_TASK DETAILS_.
Render the data from the line holding "of the traditional" through the end of the data, inclusive, as a two-column CSV with the headers text and answer, one row per text-and-answer pair. Put each value in a single quoted field, with line breaks replaced by spaces.

_THE RECORDS_.
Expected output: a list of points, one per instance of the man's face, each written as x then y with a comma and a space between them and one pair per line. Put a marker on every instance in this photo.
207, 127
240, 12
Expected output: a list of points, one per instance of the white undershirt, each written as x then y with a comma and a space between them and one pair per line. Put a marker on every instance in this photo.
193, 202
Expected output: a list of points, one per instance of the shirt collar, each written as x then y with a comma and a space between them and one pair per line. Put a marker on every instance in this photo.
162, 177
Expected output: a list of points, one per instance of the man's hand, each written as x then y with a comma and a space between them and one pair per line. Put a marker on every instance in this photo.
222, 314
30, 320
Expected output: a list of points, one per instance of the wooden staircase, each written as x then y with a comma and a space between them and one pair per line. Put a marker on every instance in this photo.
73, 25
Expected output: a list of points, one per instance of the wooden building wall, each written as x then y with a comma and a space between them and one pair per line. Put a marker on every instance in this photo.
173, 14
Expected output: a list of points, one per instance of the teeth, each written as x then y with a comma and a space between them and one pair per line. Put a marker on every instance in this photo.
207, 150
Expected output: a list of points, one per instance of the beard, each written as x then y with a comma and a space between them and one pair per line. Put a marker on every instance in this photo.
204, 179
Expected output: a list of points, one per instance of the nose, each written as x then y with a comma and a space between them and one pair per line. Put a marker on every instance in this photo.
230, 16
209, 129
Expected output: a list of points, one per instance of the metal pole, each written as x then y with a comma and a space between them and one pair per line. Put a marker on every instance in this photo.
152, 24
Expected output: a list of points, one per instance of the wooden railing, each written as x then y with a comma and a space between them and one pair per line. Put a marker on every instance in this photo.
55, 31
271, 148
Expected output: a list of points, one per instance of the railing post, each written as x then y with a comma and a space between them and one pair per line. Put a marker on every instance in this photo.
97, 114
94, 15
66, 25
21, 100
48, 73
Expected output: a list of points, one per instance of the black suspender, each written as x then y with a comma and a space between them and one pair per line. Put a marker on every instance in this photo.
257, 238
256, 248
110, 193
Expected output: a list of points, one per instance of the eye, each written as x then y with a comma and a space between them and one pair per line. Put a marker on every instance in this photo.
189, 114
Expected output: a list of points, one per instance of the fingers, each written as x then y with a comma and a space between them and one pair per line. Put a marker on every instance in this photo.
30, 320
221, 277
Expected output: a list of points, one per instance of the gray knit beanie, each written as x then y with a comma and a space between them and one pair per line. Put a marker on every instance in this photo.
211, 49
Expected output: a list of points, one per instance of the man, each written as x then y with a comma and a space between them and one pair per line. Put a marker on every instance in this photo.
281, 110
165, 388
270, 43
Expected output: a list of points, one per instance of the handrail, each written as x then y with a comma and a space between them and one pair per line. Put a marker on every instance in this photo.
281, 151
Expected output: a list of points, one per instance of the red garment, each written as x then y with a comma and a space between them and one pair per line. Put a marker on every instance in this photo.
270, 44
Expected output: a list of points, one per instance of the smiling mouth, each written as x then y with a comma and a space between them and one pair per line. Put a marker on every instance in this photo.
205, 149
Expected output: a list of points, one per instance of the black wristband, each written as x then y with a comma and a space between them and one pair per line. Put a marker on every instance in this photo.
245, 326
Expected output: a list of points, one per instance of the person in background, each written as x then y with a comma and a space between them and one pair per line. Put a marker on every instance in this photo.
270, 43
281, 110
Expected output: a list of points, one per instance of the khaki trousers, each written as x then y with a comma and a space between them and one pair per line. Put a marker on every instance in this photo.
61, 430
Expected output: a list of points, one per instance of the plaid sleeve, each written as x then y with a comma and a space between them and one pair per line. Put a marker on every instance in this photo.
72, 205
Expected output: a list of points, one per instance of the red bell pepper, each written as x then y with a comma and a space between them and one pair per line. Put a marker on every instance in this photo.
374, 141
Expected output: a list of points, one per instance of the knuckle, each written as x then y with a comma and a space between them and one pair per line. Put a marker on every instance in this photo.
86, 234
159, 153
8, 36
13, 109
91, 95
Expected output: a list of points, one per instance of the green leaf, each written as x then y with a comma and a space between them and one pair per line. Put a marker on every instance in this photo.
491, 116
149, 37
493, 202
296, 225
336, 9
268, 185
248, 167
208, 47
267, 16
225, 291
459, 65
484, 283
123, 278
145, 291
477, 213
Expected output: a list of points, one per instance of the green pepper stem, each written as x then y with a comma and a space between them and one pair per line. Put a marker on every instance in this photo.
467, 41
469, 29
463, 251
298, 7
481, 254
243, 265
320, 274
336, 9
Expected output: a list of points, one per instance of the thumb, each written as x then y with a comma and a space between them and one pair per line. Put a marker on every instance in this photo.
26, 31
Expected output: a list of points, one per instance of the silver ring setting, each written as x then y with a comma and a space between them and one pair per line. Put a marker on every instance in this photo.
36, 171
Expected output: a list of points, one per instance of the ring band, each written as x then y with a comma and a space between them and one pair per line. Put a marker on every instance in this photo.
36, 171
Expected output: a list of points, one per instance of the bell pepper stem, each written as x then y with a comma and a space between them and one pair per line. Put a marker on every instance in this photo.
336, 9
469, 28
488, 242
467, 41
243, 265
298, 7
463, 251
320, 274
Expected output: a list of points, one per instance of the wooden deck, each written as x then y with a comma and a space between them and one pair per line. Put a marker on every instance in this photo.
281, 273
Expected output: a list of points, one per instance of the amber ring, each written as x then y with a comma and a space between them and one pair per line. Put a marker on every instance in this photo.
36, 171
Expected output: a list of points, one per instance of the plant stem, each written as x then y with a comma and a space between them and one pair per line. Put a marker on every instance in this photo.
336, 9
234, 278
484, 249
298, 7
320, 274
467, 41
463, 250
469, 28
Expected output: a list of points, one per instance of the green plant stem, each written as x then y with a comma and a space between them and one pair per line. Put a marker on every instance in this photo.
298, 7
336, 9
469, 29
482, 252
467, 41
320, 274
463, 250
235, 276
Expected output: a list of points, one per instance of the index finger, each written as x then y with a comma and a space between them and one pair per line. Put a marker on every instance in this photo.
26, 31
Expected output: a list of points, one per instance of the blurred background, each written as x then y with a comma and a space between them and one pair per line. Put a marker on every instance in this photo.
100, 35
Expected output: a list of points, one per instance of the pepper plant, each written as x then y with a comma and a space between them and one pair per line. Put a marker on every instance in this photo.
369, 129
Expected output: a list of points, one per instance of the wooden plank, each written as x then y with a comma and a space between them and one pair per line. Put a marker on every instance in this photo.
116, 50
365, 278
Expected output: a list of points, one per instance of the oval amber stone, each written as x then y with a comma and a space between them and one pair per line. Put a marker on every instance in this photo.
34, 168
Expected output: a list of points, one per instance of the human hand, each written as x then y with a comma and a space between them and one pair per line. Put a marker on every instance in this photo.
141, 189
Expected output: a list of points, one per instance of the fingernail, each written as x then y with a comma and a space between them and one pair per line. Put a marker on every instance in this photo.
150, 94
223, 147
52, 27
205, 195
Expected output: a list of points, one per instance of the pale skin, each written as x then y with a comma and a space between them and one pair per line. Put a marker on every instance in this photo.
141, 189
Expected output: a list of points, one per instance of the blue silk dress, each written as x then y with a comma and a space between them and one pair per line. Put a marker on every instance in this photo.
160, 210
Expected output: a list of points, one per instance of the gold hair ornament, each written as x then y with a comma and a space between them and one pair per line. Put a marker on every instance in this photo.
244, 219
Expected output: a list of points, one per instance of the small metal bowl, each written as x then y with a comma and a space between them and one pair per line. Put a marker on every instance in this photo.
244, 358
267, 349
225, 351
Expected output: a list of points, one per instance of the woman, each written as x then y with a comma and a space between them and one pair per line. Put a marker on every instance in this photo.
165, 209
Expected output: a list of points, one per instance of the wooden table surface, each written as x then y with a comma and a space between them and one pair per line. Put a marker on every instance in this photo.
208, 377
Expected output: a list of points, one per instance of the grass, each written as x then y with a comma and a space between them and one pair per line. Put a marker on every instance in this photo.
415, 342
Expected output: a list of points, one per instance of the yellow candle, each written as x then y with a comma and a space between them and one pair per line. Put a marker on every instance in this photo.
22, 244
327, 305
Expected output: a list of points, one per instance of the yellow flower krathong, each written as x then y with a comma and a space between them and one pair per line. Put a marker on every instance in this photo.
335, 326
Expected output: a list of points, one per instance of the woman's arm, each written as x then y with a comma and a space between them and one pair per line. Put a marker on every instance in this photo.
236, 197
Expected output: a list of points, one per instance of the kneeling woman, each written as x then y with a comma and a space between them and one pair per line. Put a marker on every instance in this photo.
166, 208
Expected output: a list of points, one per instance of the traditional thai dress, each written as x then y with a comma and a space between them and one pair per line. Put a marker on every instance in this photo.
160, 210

_FINAL ANSWER_.
text,answer
"Expected output: a list of points, one per instance of the traditional thai dress, each written as x then y with a comma and a space between them and one pair per line. Put a marker on every instance in this photo.","160, 210"